> _What to produce_
Copy the following lines word for word.

(Recorded data)
────────────────

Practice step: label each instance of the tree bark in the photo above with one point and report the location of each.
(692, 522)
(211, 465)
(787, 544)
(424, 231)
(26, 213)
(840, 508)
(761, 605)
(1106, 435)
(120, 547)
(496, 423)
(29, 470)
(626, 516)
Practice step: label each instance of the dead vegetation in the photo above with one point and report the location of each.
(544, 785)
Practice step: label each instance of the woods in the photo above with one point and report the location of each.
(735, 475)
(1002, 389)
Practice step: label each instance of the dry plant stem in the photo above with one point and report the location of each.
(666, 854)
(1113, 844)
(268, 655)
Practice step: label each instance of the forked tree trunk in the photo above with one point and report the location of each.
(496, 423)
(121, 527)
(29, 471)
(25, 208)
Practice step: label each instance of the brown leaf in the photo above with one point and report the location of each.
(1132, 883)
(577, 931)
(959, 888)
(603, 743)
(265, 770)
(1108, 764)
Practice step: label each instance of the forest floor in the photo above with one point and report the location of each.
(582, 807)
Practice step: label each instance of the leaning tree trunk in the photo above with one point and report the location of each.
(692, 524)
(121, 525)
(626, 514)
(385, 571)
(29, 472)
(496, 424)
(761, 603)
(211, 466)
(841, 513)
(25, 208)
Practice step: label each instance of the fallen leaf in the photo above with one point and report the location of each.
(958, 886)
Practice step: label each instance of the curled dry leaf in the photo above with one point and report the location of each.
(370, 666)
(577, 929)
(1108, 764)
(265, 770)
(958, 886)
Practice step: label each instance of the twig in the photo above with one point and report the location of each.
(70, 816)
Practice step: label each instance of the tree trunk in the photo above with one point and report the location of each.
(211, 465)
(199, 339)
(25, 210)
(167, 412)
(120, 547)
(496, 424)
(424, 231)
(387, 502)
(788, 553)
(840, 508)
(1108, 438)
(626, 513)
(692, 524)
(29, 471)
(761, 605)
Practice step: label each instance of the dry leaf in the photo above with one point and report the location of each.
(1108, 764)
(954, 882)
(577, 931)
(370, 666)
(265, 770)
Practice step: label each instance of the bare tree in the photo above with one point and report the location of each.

────────────────

> _Solution to this problem_
Practice step: label each instance of the tree bark in the photo above with one point and report the location of each.
(692, 522)
(211, 465)
(787, 544)
(424, 231)
(26, 213)
(840, 508)
(761, 605)
(1106, 435)
(120, 547)
(496, 423)
(29, 470)
(626, 516)
Practice step: label each instance of the dead vegetation in the photo above with one point and report the location of each.
(544, 785)
Practice step: label each instance of the woods in the photo above with one point and report the location of each.
(735, 475)
(1002, 389)
Practice step: label each instance of the dry plant stem in the photo above with one point and report the location of each.
(666, 854)
(1113, 844)
(268, 655)
Practice step: label each instance of the forked tree trunk in the photo above with one point and report the location of each.
(496, 423)
(121, 527)
(29, 471)
(25, 208)
Practice step: label each instance of the brown leaf in the photo above with one point and report the location of each.
(1132, 883)
(577, 931)
(959, 888)
(603, 743)
(265, 770)
(1108, 764)
Practice step: label each instance of the forest floor in the photo above with one point and report the location of each.
(582, 807)
Practice step: label each instance of the leaning tree trunk in the photo above with one point and report the location of each.
(692, 524)
(121, 525)
(626, 514)
(385, 571)
(29, 472)
(496, 424)
(761, 603)
(211, 466)
(841, 513)
(25, 208)
Practice step: label each instance of the fallen leaf in the photo above with one point and report the location of each.
(958, 886)
Practice step: label each instance of the curled dry leaf in the photo above with one point and report the location of each.
(370, 666)
(577, 929)
(1108, 764)
(265, 770)
(958, 886)
Practice step: label each instance of the twig in the photo above with one point and report the location of each.
(70, 816)
Practice step: label each instance of the tree trunk in the photo above with one point and report the location of each.
(211, 465)
(199, 339)
(25, 210)
(167, 412)
(120, 547)
(496, 424)
(424, 231)
(387, 502)
(788, 553)
(840, 508)
(1108, 438)
(626, 513)
(692, 524)
(29, 471)
(761, 605)
Practice step: label each instance of the dry leaf in the photo above with one point and report the location of each.
(1108, 764)
(954, 882)
(577, 931)
(370, 666)
(265, 770)
Practice step: label each instance of the bare tree in the photo above with one point and report the location of each.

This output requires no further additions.